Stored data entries
____

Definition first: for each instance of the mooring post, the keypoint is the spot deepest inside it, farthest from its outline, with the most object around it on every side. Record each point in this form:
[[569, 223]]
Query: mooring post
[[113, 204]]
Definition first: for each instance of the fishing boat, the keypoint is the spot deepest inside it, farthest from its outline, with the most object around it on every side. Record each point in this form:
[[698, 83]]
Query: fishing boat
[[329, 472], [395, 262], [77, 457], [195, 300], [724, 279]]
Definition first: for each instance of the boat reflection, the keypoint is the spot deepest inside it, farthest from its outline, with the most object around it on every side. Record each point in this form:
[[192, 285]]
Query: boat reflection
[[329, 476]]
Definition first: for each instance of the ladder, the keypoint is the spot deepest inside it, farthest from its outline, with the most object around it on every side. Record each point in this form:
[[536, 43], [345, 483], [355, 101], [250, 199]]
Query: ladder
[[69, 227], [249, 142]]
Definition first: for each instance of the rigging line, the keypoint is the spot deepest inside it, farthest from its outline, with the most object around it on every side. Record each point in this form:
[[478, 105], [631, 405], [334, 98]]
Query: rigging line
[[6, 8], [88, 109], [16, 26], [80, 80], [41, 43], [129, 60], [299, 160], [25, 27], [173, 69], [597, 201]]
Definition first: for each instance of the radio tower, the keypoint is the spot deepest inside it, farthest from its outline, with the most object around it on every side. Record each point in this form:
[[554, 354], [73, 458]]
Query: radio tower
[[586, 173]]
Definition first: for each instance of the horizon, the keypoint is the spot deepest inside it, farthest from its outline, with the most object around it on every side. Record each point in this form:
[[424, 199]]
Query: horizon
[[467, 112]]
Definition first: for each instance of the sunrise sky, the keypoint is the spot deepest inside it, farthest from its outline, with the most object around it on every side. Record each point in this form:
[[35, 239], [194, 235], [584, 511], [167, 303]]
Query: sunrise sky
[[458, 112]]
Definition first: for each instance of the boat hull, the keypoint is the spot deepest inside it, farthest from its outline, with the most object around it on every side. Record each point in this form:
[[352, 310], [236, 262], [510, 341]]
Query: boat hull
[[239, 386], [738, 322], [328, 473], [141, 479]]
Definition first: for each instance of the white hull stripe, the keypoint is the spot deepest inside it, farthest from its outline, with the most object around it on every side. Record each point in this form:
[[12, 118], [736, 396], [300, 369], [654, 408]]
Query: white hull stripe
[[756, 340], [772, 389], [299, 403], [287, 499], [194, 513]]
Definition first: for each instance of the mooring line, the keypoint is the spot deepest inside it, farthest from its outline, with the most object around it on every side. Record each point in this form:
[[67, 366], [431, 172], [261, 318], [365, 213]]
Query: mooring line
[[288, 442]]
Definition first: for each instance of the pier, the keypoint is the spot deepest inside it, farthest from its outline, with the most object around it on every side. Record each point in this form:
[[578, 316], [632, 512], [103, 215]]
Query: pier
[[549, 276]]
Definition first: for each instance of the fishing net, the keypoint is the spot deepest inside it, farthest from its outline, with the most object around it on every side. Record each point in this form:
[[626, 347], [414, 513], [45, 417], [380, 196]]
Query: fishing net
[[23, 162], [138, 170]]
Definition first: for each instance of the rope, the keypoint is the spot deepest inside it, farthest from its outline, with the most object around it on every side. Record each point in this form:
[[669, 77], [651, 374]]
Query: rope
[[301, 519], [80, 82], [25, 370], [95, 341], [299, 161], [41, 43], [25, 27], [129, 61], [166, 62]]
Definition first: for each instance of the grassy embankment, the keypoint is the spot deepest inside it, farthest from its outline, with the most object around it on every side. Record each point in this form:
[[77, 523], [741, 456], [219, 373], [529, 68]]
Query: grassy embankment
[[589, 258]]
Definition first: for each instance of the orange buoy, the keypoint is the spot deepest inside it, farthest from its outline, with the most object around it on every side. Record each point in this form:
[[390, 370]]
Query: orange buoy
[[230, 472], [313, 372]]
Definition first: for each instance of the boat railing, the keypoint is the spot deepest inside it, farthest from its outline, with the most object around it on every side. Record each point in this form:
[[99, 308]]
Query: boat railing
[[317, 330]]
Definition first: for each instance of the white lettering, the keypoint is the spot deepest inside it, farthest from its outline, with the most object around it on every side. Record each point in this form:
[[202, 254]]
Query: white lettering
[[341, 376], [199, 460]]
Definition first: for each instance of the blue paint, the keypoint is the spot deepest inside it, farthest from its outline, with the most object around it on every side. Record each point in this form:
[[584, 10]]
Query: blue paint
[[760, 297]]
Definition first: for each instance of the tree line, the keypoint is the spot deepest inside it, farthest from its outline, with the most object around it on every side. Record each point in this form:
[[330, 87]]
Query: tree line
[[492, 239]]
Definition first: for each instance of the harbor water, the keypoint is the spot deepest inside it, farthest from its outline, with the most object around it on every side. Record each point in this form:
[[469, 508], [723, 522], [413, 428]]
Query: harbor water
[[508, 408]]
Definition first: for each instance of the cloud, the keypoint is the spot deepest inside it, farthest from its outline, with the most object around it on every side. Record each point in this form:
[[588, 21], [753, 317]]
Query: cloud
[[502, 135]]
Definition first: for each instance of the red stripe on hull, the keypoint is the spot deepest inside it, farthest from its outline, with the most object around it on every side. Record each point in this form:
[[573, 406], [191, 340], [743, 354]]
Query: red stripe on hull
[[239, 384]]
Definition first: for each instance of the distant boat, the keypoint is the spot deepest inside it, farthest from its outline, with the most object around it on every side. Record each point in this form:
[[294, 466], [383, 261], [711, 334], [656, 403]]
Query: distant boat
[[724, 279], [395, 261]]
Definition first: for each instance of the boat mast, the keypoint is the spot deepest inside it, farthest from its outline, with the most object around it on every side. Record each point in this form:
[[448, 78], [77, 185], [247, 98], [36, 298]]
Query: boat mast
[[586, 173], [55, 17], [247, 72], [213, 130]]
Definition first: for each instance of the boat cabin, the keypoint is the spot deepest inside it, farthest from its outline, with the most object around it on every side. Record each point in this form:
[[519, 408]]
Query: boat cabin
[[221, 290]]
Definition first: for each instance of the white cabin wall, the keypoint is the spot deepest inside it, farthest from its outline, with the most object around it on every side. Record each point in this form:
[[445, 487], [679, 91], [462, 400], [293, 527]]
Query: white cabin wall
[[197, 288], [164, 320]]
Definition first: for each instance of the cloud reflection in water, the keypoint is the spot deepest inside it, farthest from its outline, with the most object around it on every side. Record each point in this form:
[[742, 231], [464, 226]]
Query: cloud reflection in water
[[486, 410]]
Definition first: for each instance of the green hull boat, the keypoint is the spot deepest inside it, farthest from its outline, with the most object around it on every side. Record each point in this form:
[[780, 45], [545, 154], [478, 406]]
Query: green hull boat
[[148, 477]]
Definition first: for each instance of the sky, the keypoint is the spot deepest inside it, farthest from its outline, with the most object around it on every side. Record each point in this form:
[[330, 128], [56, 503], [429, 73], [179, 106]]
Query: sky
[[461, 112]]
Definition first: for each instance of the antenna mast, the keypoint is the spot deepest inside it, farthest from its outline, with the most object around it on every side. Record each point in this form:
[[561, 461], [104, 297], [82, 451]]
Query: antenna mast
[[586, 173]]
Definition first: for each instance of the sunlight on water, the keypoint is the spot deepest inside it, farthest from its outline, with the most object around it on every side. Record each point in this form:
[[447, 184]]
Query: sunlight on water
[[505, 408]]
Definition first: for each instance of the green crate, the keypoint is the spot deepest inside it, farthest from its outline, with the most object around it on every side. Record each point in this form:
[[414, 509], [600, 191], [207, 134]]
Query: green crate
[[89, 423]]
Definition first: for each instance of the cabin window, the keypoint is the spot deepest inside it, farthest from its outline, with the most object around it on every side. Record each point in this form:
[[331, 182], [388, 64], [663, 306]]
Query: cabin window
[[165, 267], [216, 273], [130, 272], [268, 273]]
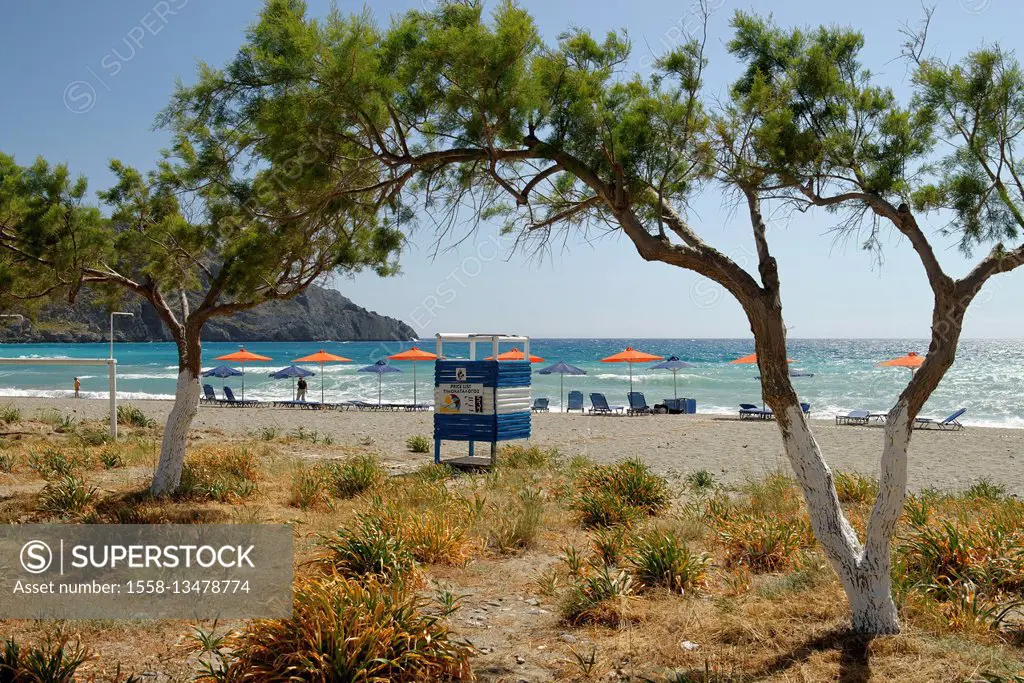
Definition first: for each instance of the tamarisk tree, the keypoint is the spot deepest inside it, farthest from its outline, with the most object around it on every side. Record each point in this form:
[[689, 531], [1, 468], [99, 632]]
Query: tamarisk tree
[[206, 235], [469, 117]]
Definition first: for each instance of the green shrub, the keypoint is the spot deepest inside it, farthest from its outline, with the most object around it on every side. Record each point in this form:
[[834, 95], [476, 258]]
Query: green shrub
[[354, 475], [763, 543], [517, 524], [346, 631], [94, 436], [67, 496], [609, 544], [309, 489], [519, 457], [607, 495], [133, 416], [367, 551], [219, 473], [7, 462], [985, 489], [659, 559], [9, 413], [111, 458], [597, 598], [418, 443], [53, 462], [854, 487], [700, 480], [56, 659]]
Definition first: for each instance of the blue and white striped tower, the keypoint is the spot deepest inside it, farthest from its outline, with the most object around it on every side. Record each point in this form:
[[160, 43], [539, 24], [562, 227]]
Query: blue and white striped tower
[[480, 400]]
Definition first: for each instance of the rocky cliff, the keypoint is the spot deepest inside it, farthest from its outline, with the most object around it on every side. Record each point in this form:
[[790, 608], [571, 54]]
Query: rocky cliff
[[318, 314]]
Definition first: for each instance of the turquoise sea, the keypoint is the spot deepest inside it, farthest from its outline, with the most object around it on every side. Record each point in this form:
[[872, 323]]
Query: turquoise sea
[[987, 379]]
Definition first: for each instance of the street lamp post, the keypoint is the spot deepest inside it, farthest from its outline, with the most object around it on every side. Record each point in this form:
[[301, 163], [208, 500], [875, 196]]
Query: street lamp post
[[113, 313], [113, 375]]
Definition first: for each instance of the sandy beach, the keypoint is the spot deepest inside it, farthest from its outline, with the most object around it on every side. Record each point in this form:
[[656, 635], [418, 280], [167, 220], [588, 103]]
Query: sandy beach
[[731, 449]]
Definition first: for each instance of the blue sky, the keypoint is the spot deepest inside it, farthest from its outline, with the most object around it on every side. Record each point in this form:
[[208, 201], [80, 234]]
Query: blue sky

____

ASSIGNED TASK
In the data above, start at the line that has "[[669, 77], [651, 374]]", stop after the line that has "[[99, 308]]", and print every line in between exactly as it stands.

ANSWER TO THIS EXERCISE
[[669, 77], [651, 374]]
Query: rope
[[301, 519], [80, 82], [25, 370], [95, 341], [299, 161], [41, 43], [25, 27], [129, 61], [166, 62]]
Definition first: for each instance of the grassy embankment, the keypoint is the spot deepest inside it, farthest from its outline, with the most object around it on every side. Record each point in this form:
[[77, 523], [741, 456], [219, 373], [529, 68]]
Query: grassy embankment
[[589, 258]]
Definition first: for each instance of the orange buoy, the keypoint is the spot deepest inside it, farthest from its outline, with the most object around it on every side. Record each point in this form:
[[390, 370]]
Query: orange buoy
[[230, 472], [313, 372]]
Definition first: for each instance of the boat railing, the keypoint is the spot deepest inside it, farthest from its outline, with the most object around it on every side. Record each point in this form:
[[99, 308]]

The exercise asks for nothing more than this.